**과제 내용**
자료에서 문자열 "flag"가 들어 있는 줄을 모두 찾아 한 줄도 빠짐없이 옮겨 적어 보고하세요. 대소문자는 구분합니다.

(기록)
▬▬▬

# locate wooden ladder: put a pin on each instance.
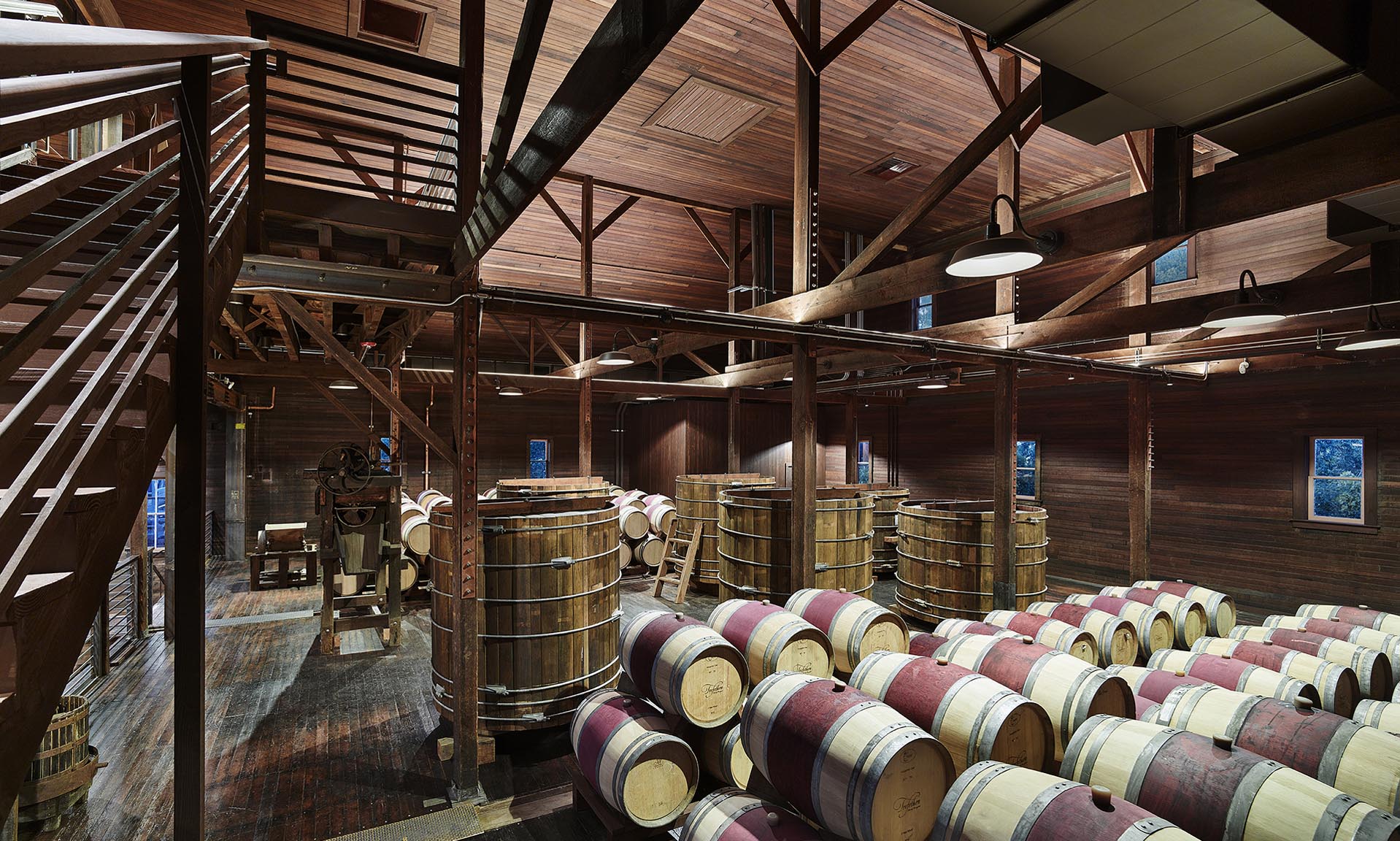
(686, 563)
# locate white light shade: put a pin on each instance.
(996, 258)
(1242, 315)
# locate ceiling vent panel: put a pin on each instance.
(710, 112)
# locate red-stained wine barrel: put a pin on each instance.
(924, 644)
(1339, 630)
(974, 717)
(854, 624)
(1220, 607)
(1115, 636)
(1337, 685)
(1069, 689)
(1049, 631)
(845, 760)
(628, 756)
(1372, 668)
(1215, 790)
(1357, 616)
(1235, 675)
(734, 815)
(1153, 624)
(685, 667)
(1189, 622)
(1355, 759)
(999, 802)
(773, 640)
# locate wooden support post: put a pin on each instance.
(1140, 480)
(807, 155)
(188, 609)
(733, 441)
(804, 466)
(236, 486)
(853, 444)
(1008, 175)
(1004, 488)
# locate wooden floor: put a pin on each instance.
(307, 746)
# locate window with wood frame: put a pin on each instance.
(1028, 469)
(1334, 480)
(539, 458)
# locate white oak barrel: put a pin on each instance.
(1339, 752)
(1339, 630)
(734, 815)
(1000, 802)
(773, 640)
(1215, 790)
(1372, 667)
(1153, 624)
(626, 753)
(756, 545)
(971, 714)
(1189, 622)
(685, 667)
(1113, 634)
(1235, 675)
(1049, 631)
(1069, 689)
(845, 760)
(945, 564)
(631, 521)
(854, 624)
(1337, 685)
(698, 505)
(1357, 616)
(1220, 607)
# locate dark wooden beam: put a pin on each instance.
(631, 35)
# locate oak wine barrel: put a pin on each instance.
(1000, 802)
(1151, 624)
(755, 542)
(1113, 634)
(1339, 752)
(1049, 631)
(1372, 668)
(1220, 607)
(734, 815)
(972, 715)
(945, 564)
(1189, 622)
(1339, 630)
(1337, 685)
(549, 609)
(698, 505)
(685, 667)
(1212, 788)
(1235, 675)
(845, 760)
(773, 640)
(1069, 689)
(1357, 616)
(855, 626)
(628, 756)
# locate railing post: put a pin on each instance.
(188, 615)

▬▬▬

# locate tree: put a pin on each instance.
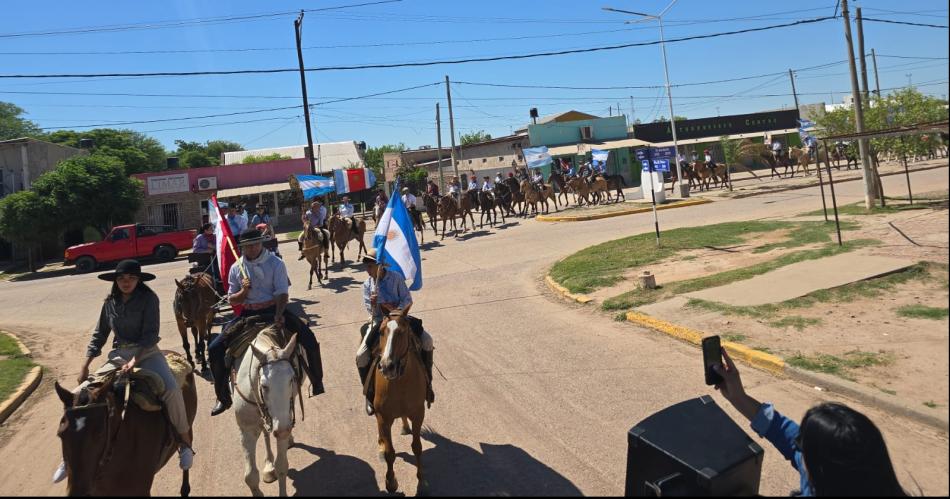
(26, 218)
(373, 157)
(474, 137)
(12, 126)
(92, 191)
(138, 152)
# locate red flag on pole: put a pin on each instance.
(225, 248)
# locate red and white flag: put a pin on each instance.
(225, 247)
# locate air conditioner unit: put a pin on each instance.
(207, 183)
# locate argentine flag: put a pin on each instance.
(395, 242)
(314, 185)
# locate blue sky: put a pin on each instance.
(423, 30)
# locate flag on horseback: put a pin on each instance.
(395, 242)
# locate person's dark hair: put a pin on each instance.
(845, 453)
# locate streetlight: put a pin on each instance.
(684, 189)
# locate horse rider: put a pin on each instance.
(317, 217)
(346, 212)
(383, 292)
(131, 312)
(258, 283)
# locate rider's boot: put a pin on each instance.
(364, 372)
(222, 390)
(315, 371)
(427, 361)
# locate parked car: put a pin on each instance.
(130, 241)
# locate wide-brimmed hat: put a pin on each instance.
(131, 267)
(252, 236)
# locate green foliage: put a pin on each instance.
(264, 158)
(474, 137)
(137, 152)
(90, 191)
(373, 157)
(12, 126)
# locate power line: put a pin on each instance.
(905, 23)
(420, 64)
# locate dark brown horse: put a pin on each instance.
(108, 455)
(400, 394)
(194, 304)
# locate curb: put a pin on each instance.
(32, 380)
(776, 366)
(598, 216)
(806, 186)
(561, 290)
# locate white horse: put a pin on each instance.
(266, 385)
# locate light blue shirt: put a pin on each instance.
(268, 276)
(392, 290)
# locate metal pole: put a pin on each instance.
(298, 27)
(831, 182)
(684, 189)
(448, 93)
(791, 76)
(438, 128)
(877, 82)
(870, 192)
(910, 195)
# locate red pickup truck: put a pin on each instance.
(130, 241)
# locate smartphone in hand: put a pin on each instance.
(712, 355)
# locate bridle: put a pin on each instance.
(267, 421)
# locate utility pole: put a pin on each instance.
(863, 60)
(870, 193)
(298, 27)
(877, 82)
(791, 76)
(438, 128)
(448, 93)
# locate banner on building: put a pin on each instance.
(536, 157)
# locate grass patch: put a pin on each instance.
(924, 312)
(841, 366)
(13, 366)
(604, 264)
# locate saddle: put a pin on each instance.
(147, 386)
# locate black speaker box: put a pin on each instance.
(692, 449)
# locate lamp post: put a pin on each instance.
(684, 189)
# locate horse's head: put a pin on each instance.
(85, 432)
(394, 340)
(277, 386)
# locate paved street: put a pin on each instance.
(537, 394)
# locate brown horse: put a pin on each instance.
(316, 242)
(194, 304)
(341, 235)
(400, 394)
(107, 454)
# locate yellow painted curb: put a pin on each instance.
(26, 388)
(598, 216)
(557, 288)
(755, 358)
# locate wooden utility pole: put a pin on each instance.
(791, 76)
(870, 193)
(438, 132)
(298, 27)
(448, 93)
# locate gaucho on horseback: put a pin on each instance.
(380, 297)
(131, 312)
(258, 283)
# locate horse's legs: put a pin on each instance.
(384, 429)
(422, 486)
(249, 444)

▬▬▬

**아래 결과**
# locate red flag on pole: put a pin on each instance.
# locate red and white flag: put a pin on each instance.
# locate argentine flag: put a pin on each instance.
# locate flag on horseback: put a pin on each instance.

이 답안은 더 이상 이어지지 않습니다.